PAGE EXTRACT:
***
The pendant watch has its roots in the 17th century — and has sparked several waves of popularity over the years, including the belle époque of the 19th century, the Art Nouveau period of the early 20th century and the 1970s.

Now the style is back, with luxury watchmakers from Jaeger-LeCoultre to Chanel introducing designs inspired by history but with contemporary panache.

“If you look back to the beginning of portable timepieces,” said Paul Boutros, deputy chairman and head of watches for the Americas at Phillips auction house in New York City, “the pendant watch really began as a matter of convenience, a way to transport a watch in a way that looked like jewelry and made a statement.”

In that period, watches were all handmade and very costly — so it was wealthy men who devised ways of attaching their timepieces to chains or lengths of ribbon so they could be worn around the neck or hung from a belt for all to see.

By the 19th century, women had watches and began attaching them to long swaying necklaces, called sautoirs in French, which often were embellished with diamonds and other gemstones.
***
Condense the paragraph of the pendant watch passage that begins "In that period, watches were all handmade" into a single shorter sentence that keeps its main facts.

Saved data entries
***
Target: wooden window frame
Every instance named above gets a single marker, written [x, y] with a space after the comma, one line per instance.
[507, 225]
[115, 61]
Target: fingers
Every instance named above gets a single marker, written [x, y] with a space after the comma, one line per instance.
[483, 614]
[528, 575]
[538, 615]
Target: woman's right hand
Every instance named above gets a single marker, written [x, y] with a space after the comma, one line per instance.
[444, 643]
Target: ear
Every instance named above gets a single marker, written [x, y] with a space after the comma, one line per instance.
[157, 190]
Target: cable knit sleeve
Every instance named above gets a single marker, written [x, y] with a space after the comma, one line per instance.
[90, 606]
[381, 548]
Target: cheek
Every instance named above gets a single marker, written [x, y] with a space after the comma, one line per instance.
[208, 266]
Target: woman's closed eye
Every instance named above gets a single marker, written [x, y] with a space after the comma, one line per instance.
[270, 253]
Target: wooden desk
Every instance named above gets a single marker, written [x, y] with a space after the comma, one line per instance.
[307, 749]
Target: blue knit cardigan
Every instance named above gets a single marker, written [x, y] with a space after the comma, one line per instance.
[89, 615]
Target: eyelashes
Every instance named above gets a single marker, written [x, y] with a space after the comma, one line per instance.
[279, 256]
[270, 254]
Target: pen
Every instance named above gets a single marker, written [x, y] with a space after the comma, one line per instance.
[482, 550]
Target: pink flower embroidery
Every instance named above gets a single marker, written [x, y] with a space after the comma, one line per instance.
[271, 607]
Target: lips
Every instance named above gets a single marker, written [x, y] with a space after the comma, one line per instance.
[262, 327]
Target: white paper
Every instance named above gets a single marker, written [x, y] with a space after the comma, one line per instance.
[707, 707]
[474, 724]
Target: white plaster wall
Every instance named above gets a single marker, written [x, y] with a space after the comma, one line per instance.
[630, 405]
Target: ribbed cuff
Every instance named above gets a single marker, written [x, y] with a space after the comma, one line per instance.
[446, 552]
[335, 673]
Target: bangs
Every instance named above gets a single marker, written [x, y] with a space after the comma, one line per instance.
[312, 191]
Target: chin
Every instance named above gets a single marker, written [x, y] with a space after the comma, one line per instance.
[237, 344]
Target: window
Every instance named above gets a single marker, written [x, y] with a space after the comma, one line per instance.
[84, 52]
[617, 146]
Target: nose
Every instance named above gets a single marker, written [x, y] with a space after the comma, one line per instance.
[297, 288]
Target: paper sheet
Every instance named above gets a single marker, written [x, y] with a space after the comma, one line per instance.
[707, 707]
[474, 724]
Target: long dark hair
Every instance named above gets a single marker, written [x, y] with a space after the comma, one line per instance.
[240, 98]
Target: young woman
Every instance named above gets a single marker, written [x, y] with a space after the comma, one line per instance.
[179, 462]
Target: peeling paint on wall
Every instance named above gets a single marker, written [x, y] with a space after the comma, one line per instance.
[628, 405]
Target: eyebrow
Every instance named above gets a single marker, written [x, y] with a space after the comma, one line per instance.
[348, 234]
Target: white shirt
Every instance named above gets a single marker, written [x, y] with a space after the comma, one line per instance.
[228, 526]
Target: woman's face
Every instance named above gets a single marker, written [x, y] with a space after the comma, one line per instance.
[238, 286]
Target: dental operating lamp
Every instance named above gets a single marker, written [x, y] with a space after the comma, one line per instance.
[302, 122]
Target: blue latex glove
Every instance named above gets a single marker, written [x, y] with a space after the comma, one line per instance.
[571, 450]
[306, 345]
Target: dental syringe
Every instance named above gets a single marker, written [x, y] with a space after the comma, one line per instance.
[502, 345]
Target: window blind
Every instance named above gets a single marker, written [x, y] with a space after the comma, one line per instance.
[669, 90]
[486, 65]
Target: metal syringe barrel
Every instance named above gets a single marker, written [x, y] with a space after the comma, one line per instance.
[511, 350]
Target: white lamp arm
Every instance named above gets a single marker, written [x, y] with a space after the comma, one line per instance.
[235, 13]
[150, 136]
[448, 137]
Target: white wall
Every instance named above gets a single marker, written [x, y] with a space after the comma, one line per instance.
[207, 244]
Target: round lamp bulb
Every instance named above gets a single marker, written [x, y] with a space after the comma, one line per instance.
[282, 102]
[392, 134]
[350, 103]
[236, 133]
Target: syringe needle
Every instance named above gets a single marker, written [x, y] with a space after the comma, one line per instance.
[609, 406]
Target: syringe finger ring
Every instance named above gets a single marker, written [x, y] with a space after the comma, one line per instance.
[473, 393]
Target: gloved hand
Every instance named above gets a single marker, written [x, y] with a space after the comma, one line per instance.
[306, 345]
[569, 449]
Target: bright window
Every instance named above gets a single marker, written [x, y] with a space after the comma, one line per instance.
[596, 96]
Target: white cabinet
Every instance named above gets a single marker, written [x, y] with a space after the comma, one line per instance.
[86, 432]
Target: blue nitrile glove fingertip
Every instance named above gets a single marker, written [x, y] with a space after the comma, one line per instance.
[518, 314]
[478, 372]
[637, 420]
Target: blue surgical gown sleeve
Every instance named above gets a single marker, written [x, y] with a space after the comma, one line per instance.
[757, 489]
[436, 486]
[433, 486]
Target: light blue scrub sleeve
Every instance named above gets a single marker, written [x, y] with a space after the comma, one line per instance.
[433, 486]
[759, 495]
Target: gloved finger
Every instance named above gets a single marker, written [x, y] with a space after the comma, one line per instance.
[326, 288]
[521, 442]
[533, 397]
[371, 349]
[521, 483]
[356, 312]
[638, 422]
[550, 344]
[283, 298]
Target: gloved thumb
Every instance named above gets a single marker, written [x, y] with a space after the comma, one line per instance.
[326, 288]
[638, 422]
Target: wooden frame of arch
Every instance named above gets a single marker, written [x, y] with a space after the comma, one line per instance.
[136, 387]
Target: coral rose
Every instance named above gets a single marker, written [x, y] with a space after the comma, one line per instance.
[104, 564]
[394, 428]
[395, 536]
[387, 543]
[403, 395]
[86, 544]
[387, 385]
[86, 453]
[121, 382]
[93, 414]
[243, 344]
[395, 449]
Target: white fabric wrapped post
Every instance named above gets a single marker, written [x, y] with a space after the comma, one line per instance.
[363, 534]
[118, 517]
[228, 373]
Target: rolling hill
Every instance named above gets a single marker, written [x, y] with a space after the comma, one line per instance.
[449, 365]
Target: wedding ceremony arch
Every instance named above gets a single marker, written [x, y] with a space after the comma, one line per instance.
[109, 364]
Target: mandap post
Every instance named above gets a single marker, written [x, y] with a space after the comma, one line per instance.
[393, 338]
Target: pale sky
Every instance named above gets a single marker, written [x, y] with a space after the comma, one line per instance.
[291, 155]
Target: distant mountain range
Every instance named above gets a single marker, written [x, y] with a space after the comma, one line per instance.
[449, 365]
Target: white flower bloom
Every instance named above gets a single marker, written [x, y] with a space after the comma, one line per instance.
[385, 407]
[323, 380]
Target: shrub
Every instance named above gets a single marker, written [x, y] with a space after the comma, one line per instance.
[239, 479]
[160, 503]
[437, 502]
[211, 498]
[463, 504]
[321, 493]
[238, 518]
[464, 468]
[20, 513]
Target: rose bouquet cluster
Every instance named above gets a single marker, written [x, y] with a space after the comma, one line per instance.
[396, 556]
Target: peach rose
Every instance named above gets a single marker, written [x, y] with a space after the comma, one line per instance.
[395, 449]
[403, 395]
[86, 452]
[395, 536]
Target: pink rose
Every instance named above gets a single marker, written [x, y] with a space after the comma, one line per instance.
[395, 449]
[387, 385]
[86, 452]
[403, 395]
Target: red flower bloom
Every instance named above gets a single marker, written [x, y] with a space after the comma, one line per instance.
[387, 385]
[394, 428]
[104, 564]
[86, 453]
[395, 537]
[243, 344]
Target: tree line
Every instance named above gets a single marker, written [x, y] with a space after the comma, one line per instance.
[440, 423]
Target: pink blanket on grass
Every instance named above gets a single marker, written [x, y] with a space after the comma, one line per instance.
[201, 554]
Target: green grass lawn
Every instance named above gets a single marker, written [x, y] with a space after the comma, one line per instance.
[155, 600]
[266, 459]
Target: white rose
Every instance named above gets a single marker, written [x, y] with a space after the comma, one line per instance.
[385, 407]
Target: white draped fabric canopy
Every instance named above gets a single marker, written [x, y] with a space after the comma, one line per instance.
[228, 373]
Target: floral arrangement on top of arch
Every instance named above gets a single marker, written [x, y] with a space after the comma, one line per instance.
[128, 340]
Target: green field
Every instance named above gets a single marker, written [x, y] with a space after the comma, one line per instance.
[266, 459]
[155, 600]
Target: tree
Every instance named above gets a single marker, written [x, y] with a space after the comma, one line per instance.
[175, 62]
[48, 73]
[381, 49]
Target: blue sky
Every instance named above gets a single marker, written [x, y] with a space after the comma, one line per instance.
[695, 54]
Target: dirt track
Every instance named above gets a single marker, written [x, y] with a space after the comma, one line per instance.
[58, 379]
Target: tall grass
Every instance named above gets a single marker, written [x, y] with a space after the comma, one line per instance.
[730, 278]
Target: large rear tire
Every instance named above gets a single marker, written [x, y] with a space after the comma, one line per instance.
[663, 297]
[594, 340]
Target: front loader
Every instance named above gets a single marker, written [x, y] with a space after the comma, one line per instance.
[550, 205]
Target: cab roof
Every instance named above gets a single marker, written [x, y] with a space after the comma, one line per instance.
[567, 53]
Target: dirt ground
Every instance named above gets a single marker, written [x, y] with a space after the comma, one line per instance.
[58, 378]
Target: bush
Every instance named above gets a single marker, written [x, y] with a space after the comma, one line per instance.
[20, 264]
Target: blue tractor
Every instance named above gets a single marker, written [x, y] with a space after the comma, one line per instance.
***
WORKED SOLUTION:
Because watches were then handmade and very expensive, wealthy men attached them to chains or ribbons to wear visibly around the neck or hang from a belt.